* _Exercise_:
The full set of entries below needs to be written out exactly.

#### Material for the task ####

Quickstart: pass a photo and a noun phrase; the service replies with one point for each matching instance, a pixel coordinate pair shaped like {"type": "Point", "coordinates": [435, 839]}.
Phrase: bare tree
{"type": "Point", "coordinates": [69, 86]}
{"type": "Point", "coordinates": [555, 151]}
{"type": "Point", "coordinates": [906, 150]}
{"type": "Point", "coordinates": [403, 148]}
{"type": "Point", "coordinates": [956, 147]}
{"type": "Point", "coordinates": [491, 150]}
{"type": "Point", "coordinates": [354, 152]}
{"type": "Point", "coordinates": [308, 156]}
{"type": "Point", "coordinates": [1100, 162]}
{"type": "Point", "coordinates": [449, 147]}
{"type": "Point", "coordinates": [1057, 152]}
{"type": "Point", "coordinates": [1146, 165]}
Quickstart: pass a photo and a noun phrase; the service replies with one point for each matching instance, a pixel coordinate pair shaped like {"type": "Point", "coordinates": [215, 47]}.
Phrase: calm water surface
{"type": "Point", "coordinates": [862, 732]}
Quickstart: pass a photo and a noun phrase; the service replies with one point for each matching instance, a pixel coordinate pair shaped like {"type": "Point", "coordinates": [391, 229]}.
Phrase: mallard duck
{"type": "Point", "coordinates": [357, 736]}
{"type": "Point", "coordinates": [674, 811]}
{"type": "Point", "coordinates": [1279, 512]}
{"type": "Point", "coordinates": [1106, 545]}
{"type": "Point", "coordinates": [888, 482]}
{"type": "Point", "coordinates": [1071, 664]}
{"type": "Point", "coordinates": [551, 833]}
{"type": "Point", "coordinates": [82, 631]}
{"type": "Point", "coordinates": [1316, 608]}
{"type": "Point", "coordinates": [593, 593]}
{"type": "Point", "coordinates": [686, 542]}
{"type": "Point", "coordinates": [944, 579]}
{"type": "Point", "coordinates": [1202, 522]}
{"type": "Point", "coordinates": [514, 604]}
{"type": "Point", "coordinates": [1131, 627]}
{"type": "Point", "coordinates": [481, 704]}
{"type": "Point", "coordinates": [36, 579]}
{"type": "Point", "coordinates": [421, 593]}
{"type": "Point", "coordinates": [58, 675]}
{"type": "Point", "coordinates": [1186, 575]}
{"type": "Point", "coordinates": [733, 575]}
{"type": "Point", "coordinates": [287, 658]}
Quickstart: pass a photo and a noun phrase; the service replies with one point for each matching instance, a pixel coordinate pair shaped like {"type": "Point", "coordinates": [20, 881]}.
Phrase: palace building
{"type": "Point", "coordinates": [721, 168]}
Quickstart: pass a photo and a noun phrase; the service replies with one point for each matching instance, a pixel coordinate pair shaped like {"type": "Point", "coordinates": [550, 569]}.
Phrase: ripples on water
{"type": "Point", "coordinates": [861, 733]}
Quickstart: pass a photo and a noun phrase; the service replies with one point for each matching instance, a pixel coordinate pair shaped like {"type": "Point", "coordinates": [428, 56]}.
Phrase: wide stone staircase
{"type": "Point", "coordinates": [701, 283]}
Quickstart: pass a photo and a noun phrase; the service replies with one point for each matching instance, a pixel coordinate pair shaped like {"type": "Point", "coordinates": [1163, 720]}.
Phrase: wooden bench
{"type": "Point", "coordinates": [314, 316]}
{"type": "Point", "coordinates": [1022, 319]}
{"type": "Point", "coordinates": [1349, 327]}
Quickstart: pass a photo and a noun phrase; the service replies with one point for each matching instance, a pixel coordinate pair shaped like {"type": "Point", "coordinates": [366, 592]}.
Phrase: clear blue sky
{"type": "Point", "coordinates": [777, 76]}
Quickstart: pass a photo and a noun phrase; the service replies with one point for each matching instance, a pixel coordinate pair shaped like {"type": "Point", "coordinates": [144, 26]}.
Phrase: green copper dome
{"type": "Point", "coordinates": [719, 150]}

####

* _Response_:
Quickstart: pass a photo and a noun phrase; the service replies with one point for each matching instance, a pixel coordinate pair shaped like {"type": "Point", "coordinates": [435, 839]}.
Phrase: bare tree
{"type": "Point", "coordinates": [69, 86]}
{"type": "Point", "coordinates": [555, 151]}
{"type": "Point", "coordinates": [906, 150]}
{"type": "Point", "coordinates": [403, 148]}
{"type": "Point", "coordinates": [956, 147]}
{"type": "Point", "coordinates": [491, 150]}
{"type": "Point", "coordinates": [354, 152]}
{"type": "Point", "coordinates": [308, 156]}
{"type": "Point", "coordinates": [1100, 162]}
{"type": "Point", "coordinates": [449, 147]}
{"type": "Point", "coordinates": [1057, 152]}
{"type": "Point", "coordinates": [1146, 165]}
Quickstart: pass a photo and a noun phrase; the service replies with one point for each matching instance, a pixel coordinate pair shaped like {"type": "Point", "coordinates": [215, 47]}.
Phrase: calm water surface
{"type": "Point", "coordinates": [862, 732]}
Quickstart: pass a photo and a noun phrase; the service replies with one point for each matching instance, a pixel coordinate pair shaped like {"type": "Point", "coordinates": [391, 229]}.
Phrase: mallard duck
{"type": "Point", "coordinates": [357, 736]}
{"type": "Point", "coordinates": [674, 811]}
{"type": "Point", "coordinates": [1279, 512]}
{"type": "Point", "coordinates": [1106, 545]}
{"type": "Point", "coordinates": [888, 482]}
{"type": "Point", "coordinates": [1071, 664]}
{"type": "Point", "coordinates": [551, 833]}
{"type": "Point", "coordinates": [82, 631]}
{"type": "Point", "coordinates": [1316, 608]}
{"type": "Point", "coordinates": [593, 593]}
{"type": "Point", "coordinates": [686, 542]}
{"type": "Point", "coordinates": [944, 579]}
{"type": "Point", "coordinates": [1202, 522]}
{"type": "Point", "coordinates": [514, 604]}
{"type": "Point", "coordinates": [1131, 627]}
{"type": "Point", "coordinates": [481, 704]}
{"type": "Point", "coordinates": [36, 579]}
{"type": "Point", "coordinates": [421, 593]}
{"type": "Point", "coordinates": [58, 675]}
{"type": "Point", "coordinates": [1186, 575]}
{"type": "Point", "coordinates": [733, 575]}
{"type": "Point", "coordinates": [287, 658]}
Quickstart: pass a photo and a noun phrase; the service replies with one point for each matching instance, a pixel coordinate pair shaped like {"type": "Point", "coordinates": [20, 881]}.
Phrase: palace building
{"type": "Point", "coordinates": [721, 168]}
Quickstart: pass a photo and a noun phrase; the service replies with one point for each matching instance, a pixel coordinate pair shaped like {"type": "Point", "coordinates": [550, 569]}.
Phrase: ripples on water
{"type": "Point", "coordinates": [861, 733]}
Quickstart: pass a photo and a noun phrase; the service replies with one point for each matching instance, a pixel coordinate pair shaped like {"type": "Point", "coordinates": [428, 56]}.
Phrase: wide stone staircase
{"type": "Point", "coordinates": [701, 283]}
Quickstart: pass a photo and a noun phrase; the service replies with one point for each matching instance, a pixel coordinate pair shaped like {"type": "Point", "coordinates": [1163, 720]}.
Phrase: wooden bench
{"type": "Point", "coordinates": [314, 316]}
{"type": "Point", "coordinates": [1022, 319]}
{"type": "Point", "coordinates": [1349, 327]}
Quickstart: pass a photo and a noun phrase; the service replies with one point for each matching instance, a pixel coordinate pair shaped like {"type": "Point", "coordinates": [366, 592]}.
Phrase: clear blue sky
{"type": "Point", "coordinates": [777, 76]}
Quickstart: pass a photo and a noun phrase; the service replies with one point for each matching instance, a pixel coordinate pair shaped like {"type": "Point", "coordinates": [144, 26]}.
Phrase: green copper dome
{"type": "Point", "coordinates": [719, 150]}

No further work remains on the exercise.